INSTRUÇÃO 1
Traduza para inglês a frase "Quero muito ser nada sem deixar de me sentir muito.", do texto de origem.
INSTRUÇÃO 2
Leve mais adiante o texto de origem sobre o "meu reino", escrevendo a partir da sua última frase.

TEXTO DE ORIGEM
**********

24.2.10

Texto indefinido #7


O meu reino é uma espécie de corpo tingido por fronteiras, qualquer coisa que se assemelha a um posto de vigia hemodinâmico com criatividade para se expandir sem, no entanto, dar o mínimo passo para lá dos seus limites. Um refúgio antropológico, dirão alguns portadores da qualidade de amigos, como a lombada de um livro de História. Todo o ar que me envolve é a vizinhança indesejada. Quero muito ser nada sem deixar de me sentir muito. Tenho olhos bandidos e vou lidando com o meu tacto à maneira de uma inexorável membrana que delimita o meu sistema isolado, assim julgo eu com margem de erro que o carrasco enfrenta ao calcular o meio do pescoço.

**********

(Registos de anotação de segmentação)
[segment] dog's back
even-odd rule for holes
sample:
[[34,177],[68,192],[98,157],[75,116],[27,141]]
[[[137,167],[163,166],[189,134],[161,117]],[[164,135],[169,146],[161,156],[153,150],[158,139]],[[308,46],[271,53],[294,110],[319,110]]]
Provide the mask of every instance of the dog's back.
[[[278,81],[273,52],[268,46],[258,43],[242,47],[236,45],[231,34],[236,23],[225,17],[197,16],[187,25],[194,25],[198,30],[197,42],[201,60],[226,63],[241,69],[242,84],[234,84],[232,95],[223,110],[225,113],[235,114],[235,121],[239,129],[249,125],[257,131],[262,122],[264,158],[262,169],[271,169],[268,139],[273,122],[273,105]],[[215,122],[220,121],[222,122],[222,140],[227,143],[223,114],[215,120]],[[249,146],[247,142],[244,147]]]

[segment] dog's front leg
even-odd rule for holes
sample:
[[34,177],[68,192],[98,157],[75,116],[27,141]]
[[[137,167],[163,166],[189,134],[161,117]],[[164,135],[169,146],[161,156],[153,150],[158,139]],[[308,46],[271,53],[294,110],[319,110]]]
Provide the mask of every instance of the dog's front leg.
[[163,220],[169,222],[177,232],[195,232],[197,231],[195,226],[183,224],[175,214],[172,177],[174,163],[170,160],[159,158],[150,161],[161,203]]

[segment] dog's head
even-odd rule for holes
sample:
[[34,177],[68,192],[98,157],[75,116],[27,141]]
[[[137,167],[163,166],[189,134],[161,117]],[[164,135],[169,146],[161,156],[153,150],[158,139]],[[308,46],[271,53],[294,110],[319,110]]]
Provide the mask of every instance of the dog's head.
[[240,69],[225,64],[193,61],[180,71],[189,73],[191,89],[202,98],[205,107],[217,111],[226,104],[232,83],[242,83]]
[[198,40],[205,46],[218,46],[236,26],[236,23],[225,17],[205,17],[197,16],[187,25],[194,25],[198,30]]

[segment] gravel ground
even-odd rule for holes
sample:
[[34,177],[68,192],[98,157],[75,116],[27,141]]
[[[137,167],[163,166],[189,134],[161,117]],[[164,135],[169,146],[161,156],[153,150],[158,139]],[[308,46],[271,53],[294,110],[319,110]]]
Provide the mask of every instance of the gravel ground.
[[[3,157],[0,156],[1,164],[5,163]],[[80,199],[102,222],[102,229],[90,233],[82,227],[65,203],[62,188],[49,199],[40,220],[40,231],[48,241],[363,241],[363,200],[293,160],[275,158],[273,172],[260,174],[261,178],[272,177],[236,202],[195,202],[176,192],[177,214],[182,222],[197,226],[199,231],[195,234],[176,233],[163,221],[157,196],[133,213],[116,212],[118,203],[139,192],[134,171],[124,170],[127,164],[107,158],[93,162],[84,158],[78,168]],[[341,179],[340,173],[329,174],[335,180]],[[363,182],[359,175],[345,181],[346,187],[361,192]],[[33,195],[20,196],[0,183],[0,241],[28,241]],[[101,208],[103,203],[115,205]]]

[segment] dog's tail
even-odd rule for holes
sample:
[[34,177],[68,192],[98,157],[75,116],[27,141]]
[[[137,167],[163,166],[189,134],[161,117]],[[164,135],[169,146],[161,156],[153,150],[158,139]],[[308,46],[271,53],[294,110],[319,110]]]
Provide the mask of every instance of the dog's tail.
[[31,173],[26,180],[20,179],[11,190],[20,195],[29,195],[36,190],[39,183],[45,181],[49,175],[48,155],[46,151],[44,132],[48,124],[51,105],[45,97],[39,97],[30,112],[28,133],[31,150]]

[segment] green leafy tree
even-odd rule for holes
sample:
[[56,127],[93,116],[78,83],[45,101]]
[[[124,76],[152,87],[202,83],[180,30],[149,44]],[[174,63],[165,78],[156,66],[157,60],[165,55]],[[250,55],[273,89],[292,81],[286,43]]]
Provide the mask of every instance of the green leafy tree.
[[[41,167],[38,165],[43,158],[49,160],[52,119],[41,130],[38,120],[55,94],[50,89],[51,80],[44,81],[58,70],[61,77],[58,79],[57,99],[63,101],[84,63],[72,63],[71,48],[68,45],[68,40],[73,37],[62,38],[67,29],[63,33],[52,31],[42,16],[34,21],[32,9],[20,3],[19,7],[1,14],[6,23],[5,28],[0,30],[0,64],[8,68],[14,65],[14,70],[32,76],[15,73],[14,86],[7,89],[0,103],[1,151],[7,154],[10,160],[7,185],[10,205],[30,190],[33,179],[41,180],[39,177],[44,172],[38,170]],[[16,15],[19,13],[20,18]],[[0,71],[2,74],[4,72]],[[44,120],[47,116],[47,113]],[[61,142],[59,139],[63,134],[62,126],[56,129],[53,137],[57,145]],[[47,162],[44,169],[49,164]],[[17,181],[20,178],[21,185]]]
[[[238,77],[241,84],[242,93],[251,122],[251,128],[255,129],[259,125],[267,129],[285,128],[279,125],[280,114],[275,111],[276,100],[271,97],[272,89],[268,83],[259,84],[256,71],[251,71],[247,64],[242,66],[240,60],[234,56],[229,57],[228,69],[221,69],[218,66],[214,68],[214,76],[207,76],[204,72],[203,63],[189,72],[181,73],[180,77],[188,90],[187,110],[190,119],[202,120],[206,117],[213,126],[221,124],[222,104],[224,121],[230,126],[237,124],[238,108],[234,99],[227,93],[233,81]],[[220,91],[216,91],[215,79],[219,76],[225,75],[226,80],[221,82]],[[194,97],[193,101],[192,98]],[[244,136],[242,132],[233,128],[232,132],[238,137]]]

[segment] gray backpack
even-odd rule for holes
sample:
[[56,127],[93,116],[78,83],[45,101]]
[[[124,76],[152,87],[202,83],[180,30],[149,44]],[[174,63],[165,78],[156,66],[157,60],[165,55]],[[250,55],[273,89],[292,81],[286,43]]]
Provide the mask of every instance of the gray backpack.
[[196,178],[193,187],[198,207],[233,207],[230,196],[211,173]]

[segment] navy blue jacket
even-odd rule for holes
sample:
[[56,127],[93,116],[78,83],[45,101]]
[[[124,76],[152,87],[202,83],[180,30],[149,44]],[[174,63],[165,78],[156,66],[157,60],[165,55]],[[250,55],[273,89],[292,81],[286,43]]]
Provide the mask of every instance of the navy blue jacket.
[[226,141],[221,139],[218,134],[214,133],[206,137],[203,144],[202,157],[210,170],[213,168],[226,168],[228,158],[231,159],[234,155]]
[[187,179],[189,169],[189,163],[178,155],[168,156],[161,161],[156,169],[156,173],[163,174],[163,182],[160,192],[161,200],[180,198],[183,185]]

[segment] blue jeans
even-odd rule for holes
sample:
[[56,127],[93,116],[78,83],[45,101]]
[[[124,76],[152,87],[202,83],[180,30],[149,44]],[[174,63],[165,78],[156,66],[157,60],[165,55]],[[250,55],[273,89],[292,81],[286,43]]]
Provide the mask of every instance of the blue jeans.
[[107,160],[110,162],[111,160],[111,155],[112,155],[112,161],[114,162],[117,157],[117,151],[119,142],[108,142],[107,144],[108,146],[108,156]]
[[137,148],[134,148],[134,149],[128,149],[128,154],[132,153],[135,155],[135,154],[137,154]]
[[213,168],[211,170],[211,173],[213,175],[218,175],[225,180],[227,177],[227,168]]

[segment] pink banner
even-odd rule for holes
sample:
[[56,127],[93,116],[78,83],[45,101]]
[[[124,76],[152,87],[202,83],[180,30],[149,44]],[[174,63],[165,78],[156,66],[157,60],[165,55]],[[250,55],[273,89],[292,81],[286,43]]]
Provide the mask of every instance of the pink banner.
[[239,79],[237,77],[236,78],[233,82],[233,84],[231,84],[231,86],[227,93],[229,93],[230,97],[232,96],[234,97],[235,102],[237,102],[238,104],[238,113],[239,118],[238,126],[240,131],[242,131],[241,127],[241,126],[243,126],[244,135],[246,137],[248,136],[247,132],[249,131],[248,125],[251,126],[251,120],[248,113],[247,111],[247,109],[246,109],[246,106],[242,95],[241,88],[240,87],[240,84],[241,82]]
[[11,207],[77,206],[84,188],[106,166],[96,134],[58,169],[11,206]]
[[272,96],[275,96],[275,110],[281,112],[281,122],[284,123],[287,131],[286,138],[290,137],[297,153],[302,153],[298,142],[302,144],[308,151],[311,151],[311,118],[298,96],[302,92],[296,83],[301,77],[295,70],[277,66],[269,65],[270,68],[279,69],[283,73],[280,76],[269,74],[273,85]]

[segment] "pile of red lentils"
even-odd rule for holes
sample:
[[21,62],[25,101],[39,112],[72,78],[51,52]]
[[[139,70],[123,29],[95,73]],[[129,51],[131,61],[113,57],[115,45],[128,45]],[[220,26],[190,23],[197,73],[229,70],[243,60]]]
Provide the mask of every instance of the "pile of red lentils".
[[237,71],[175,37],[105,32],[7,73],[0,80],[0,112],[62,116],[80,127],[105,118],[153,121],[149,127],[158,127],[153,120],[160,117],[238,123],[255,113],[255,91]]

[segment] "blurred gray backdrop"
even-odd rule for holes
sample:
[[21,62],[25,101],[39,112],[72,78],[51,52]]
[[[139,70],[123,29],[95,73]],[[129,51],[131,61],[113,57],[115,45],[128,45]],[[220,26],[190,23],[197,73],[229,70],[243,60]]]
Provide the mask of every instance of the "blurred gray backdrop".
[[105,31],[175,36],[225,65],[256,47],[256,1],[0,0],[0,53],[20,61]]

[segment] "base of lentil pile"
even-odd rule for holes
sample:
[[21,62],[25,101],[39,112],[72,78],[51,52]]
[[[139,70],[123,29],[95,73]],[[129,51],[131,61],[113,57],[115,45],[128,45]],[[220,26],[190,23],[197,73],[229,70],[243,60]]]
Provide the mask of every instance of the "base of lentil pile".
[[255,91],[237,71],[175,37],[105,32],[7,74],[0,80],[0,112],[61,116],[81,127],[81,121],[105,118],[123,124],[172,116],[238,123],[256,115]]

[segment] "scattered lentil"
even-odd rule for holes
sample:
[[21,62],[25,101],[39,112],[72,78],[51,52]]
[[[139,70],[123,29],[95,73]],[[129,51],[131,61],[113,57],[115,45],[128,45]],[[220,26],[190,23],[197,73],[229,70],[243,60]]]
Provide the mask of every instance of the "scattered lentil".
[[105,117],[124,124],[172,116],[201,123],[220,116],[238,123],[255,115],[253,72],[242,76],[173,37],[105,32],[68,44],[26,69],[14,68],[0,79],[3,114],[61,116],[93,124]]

**********

RESPOSTA 1
I very much want to be nothing without ceasing to feel a great deal.

RESPOSTA 2
No meu corpo - que é um reino, retenham isso - sou soberano: a mente sonha, o cérebro descodifica e as hormonas e os nervos são os cavaleiros da vontade. Existem muitas camadas, muitos sarcófagos de vivências empoleiradas em estratos de sedimentos muitas vezes vazios da ignição dos ventos, mas plenos de vendavais de mutismos. Na noção de mim sou um túmulo vazio uma vez que jamais morrerei. Sou um aprendiz de deus intemporal e invulnerável aos tiros revolucionários, base e topo da hierarquia do poder, agressor e vítima, talvez um agregador desleixado de concomitâncias. Estas feições exteriores que denotam fraqueza são o resultado dos meus incomensuráveis poderes. Exibi-la torna-se quase uma vaidade. A fraqueza é uma necessidade, quase um amor involuntário, uma vaidade assaz piedosa.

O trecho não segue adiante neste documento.